# Bereitgestellte Daten
____________________

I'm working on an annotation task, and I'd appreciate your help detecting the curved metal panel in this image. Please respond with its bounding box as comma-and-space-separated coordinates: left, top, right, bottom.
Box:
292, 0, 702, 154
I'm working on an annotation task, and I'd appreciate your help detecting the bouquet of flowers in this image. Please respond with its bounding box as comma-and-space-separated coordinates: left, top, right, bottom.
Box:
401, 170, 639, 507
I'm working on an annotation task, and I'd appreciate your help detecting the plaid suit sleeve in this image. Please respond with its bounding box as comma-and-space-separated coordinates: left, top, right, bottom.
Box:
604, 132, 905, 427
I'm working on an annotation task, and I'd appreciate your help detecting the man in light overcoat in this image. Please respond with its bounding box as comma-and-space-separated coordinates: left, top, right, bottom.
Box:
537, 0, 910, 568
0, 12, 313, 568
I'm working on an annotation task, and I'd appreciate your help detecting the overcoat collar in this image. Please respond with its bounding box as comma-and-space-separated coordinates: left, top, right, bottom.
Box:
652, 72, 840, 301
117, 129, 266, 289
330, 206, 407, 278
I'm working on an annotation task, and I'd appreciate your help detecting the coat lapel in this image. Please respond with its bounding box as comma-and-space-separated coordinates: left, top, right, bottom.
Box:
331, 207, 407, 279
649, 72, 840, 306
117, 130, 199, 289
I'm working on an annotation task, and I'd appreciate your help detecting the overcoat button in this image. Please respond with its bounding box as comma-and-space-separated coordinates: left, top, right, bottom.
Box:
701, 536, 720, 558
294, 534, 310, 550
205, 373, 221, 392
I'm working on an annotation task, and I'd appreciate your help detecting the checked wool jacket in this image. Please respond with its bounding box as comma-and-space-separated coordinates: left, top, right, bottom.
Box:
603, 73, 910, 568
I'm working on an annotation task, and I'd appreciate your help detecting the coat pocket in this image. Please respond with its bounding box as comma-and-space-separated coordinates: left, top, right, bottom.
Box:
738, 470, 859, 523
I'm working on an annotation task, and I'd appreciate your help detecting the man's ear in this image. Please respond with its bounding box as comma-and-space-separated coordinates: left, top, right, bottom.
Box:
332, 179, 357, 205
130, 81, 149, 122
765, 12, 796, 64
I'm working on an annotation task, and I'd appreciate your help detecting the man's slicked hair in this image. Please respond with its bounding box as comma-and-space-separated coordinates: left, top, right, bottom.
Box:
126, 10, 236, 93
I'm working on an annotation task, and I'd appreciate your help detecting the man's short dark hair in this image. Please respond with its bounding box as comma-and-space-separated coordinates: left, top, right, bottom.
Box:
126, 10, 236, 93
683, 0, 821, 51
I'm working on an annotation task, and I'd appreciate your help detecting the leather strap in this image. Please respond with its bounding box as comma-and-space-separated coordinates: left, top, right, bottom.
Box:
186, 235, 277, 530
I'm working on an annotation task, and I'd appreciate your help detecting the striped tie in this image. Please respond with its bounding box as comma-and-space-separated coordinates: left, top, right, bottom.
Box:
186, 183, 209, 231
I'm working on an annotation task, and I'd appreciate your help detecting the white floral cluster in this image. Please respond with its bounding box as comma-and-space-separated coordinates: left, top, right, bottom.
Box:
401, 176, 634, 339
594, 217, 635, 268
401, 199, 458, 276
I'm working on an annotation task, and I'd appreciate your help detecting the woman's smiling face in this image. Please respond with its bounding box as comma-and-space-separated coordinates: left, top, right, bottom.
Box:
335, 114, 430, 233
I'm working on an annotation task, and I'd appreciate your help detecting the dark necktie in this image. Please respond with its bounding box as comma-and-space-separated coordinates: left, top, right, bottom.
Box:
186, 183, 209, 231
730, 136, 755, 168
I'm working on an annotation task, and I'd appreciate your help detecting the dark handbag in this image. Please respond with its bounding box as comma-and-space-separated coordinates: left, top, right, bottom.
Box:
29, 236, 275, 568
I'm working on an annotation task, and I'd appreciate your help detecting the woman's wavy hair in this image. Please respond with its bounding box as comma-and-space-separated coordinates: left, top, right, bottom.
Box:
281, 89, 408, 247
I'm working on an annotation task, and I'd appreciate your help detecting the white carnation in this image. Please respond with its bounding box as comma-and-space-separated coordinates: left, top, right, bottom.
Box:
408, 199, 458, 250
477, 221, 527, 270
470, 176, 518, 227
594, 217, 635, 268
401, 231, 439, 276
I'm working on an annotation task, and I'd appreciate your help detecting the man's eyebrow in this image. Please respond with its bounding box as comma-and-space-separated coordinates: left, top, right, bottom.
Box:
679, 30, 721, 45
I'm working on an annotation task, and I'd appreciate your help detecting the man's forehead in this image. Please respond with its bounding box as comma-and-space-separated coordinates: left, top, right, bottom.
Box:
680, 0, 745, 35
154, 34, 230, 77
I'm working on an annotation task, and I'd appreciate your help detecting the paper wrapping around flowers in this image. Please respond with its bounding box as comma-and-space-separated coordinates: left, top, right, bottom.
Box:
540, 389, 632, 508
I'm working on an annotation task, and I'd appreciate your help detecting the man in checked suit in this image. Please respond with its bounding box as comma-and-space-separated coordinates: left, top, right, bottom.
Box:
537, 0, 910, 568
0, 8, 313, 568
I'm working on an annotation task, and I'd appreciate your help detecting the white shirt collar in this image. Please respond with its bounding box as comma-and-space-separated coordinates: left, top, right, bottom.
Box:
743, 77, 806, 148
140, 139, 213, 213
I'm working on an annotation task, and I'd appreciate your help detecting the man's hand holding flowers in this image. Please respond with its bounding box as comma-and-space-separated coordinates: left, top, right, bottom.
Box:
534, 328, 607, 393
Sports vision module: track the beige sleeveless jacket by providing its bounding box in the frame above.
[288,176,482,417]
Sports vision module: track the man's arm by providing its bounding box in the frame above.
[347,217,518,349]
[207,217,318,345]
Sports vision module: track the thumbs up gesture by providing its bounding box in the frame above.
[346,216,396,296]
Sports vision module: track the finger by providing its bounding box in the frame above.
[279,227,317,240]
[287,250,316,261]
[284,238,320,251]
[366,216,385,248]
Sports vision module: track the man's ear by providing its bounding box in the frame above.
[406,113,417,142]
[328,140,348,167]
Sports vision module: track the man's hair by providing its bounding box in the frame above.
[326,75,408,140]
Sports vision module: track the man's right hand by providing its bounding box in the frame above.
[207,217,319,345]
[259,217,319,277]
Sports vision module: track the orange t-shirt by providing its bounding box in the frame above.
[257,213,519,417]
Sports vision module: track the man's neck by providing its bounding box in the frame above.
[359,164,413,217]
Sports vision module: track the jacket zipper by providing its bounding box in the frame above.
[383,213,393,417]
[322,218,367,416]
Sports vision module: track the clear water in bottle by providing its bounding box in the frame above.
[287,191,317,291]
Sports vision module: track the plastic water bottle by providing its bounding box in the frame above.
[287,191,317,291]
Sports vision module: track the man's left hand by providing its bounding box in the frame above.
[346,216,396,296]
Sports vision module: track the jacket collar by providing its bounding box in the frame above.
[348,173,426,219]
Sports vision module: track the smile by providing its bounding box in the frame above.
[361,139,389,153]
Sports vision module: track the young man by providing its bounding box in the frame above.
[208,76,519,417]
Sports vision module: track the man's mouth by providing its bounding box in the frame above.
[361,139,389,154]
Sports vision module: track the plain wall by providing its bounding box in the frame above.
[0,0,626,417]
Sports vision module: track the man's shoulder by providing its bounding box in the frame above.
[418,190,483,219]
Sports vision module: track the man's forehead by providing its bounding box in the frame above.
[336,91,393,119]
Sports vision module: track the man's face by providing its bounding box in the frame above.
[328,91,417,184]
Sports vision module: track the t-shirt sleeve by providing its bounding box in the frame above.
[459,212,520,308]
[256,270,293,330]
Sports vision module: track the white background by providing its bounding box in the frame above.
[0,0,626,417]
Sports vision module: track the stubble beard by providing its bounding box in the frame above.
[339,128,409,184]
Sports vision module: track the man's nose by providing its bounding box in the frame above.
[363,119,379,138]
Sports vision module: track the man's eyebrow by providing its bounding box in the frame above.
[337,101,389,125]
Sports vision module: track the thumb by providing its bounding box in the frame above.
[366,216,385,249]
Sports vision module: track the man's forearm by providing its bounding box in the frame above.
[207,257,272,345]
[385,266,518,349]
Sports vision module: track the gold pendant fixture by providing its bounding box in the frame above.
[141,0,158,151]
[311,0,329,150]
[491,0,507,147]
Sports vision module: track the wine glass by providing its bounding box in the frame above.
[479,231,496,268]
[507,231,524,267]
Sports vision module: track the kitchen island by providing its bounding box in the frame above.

____________________

# Gegebene Aufgabe
Gib die Zeilen der Daten oben zwischen der Zeile mit „the dark necktie“ und der Zeile mit „730, 136, 755, 168“, beide eingeschlossen, als JSON-Liste von Strings aus. Dabei steht jede Zeile für einen String, und Leerzeilen entfallen.

# Lösung
[
  "I'm working on an annotation task, and I'd appreciate your help detecting the dark necktie in this image. Please respond with its bounding box as comma-and-space-separated coordinates: left, top, right, bottom.",
  "Box:",
  "186, 183, 209, 231",
  "730, 136, 755, 168"
]